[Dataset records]
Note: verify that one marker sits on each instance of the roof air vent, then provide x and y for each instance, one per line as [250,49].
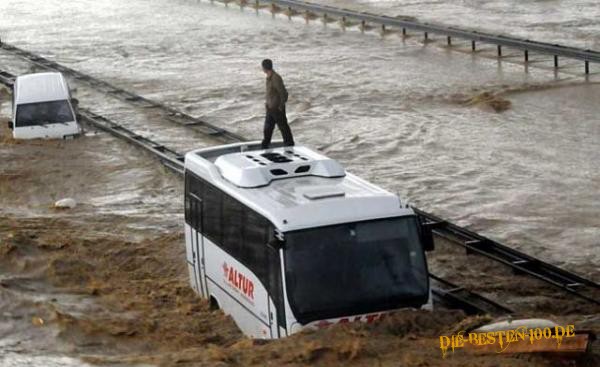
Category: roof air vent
[276,157]
[302,169]
[278,172]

* Prompt:
Pictures stay out of this copy; write out the entries above exactly.

* Exercise response:
Note: verify that one marker sits on each instance of the roof air vent, then provide x and y for each instance, one per line as [250,49].
Category: roof air vent
[276,157]
[302,169]
[278,172]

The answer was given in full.